WORK ORDER: Every record should be written out exactly, please.
────────────────────
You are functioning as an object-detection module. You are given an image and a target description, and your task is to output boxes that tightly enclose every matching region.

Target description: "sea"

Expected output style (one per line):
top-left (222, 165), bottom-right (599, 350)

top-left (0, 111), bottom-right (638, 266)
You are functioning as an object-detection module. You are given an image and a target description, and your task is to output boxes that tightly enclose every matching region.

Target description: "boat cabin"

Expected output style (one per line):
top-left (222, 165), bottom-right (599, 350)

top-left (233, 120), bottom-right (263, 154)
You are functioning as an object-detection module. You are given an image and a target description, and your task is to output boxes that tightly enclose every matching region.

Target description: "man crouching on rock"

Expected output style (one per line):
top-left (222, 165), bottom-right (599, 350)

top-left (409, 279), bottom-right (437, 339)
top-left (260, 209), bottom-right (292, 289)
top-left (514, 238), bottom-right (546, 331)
────────────────────
TASK RESPONSE:
You are functioning as an object-detection module. You are given an image and a target description, and your task is to output boxes that tightly enclose every matching region.

Target description: "sea"

Expected output style (one per line):
top-left (222, 165), bottom-right (599, 350)

top-left (0, 111), bottom-right (638, 266)
You are functioning as an object-detection module. You are given an image and a target description, and your task is to output boxes that tightly enclose every matching region.

Target description: "boat cabin"

Expected output style (one per line):
top-left (222, 165), bottom-right (599, 350)

top-left (233, 120), bottom-right (263, 154)
You are functioning as an object-detection module. You are given an image and a target description, and your task is to output boxes that tightly enclose every matching region.

Target description: "man crouching on rock"

Expected output style (one per line):
top-left (222, 165), bottom-right (599, 350)

top-left (409, 279), bottom-right (437, 339)
top-left (260, 209), bottom-right (292, 289)
top-left (514, 238), bottom-right (546, 331)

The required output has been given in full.